Could you write out the rows again from their start through the line containing "123 141 L 119", swapping "location" for "point" and leaving everything else unchanged?

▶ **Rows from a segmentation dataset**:
════════════════════
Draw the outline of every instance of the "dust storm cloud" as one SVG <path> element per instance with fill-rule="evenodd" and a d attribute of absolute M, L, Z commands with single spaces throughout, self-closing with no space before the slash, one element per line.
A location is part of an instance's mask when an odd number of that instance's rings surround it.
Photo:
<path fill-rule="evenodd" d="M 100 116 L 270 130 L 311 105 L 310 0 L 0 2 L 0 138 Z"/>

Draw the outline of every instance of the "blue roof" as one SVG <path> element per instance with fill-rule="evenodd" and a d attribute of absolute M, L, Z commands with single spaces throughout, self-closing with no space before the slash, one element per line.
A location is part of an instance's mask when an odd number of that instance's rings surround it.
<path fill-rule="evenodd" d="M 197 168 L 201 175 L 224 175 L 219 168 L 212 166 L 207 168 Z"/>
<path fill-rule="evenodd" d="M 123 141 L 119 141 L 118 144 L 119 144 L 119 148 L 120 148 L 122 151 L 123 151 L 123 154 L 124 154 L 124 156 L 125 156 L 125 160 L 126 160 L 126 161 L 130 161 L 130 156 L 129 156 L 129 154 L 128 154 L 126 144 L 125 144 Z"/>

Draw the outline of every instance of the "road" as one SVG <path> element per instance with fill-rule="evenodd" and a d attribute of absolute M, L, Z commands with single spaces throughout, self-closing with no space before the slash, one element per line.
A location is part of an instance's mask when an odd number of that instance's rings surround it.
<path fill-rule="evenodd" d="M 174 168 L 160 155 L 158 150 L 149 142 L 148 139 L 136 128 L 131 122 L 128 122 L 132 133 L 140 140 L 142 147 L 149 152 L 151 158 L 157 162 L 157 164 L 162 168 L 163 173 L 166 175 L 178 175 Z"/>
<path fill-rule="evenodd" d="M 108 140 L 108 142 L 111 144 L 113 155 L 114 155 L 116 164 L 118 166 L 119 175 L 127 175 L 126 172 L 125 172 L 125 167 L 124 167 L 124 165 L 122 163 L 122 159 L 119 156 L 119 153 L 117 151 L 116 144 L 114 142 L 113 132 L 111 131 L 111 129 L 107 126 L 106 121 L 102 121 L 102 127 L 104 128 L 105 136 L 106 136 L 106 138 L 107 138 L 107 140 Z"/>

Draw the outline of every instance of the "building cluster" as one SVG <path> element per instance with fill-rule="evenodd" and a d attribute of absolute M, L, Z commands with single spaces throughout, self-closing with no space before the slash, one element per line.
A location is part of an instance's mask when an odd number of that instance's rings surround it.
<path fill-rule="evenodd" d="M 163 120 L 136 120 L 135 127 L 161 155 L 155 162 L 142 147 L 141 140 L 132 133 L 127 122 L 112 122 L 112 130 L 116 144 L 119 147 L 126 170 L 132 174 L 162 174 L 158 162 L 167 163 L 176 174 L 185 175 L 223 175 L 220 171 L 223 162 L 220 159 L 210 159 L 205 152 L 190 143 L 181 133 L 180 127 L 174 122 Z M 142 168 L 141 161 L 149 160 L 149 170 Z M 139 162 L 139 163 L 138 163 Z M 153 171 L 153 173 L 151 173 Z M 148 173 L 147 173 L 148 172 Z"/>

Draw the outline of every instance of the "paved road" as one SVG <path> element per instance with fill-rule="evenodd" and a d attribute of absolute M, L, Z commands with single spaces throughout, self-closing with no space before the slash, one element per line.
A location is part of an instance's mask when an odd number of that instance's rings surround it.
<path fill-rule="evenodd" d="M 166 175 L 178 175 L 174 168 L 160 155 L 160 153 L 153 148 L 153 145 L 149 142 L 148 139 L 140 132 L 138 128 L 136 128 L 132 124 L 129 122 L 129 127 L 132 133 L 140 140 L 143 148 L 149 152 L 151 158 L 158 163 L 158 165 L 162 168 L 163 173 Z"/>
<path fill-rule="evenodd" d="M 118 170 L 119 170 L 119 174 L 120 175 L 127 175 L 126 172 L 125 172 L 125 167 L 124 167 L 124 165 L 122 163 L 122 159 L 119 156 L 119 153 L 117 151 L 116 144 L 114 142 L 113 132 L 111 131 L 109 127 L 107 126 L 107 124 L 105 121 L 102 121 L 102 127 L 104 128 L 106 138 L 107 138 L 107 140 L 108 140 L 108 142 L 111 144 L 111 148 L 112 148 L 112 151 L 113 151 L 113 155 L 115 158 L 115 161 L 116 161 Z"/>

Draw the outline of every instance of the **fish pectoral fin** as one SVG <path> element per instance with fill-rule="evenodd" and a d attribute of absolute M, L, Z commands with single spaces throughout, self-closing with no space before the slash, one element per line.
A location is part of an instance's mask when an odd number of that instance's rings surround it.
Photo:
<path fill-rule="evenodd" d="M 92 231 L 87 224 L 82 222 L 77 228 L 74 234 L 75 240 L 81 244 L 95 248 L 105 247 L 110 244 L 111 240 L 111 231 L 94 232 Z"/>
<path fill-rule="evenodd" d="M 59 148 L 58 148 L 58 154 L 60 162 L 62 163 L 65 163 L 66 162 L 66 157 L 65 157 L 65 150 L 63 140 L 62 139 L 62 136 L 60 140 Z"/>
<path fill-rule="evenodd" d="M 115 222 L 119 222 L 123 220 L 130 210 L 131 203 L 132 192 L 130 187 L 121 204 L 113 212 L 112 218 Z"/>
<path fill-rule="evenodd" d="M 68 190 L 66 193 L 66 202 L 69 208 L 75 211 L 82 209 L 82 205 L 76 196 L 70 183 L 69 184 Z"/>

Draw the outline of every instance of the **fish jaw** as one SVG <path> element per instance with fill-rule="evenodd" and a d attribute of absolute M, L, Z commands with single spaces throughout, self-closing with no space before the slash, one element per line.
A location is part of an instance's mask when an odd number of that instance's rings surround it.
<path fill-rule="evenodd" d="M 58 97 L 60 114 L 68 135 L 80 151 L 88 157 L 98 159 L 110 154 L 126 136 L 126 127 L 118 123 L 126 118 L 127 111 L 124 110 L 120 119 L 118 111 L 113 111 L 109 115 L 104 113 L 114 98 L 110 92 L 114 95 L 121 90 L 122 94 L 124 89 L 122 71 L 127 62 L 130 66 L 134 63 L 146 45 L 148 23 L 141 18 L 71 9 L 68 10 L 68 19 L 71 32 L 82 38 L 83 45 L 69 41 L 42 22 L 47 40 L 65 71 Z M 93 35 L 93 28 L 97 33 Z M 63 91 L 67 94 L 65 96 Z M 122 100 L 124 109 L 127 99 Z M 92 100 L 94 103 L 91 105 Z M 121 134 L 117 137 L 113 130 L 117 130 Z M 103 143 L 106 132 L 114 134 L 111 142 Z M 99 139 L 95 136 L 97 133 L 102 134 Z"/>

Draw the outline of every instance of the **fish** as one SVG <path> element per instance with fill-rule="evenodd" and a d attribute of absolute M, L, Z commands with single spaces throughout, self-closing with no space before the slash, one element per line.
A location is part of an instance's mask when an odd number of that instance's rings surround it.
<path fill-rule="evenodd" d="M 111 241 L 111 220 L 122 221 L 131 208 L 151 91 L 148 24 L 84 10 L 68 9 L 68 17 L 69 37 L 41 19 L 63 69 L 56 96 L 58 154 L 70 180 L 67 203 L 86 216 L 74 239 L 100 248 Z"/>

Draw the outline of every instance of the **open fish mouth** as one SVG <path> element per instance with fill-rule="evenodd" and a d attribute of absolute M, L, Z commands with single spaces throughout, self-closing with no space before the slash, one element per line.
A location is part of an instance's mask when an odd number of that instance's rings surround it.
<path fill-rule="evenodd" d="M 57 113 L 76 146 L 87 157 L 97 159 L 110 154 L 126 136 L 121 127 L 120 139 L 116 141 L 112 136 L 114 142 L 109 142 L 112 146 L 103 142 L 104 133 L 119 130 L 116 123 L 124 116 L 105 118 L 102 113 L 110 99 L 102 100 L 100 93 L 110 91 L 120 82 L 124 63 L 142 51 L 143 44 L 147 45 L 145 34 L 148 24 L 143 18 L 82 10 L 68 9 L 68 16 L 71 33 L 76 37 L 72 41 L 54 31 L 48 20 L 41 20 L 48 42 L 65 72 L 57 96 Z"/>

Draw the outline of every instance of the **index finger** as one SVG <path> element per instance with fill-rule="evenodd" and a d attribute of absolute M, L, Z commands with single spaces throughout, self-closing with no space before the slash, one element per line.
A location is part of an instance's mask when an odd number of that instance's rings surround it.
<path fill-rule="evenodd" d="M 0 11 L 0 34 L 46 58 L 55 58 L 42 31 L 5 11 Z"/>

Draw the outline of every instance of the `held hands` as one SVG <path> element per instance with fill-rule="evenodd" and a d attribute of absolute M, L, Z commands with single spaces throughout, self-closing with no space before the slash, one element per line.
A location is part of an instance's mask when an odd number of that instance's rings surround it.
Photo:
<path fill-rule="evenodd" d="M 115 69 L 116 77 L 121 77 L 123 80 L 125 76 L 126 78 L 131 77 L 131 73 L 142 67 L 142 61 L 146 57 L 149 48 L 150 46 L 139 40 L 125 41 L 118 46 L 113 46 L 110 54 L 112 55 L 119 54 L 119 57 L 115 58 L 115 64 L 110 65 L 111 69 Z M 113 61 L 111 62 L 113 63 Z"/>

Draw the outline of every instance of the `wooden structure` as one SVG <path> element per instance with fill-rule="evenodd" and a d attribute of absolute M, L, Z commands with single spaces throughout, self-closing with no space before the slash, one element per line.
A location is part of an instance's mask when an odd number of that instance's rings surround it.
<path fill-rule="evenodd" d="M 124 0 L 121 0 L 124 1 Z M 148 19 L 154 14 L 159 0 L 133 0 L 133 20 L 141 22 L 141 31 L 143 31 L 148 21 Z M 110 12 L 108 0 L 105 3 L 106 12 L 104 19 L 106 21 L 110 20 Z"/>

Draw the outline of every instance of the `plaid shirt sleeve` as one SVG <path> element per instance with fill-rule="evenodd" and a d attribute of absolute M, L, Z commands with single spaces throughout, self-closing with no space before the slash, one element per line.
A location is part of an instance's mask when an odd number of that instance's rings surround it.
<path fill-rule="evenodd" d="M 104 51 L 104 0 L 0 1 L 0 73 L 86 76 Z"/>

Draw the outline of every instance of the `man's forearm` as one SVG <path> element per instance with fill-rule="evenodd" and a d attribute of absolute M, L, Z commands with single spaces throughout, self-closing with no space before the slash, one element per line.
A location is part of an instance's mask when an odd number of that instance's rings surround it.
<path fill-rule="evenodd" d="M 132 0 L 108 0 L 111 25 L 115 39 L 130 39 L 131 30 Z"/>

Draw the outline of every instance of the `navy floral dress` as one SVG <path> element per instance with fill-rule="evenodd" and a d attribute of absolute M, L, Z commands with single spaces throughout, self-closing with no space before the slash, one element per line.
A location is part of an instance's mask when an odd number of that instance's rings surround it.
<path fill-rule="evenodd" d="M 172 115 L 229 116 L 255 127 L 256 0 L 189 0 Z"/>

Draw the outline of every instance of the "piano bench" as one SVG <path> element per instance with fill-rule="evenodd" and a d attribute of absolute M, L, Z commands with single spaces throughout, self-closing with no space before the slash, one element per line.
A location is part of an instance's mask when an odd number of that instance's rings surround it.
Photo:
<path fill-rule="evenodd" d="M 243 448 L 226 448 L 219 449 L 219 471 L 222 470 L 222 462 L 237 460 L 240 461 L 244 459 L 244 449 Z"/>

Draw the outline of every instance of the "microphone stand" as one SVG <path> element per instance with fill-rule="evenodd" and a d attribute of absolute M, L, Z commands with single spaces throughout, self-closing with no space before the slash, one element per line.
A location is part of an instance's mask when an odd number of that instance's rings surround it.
════════════════════
▶ **Response to this task**:
Draw the outline of every instance of the "dust storm cloud" as one SVG <path> element per instance with fill-rule="evenodd" and a d attribute of absolute M, L, Z commands with single spaces throughout, self-closing with no space before the slash, one element per line.
A point is part of an instance's mask when an odd number of that instance's rings surround it.
Photo:
<path fill-rule="evenodd" d="M 100 116 L 270 130 L 311 105 L 310 0 L 0 2 L 0 138 Z"/>

Draw the outline of every instance of the "blue roof" as one SVG <path> element per instance with fill-rule="evenodd" and a d attribute of absolute M, L, Z commands with single spaces throughout, self-closing with no space before the slash, one element per line.
A point is part of an instance's mask when an odd number of that instance's rings surround it.
<path fill-rule="evenodd" d="M 197 168 L 201 175 L 224 175 L 219 168 L 212 166 L 207 168 Z"/>
<path fill-rule="evenodd" d="M 123 141 L 119 141 L 118 144 L 119 144 L 119 148 L 120 148 L 122 151 L 123 151 L 123 154 L 124 154 L 124 156 L 125 156 L 125 160 L 126 160 L 126 161 L 130 161 L 130 156 L 129 156 L 129 154 L 128 154 L 126 144 L 125 144 Z"/>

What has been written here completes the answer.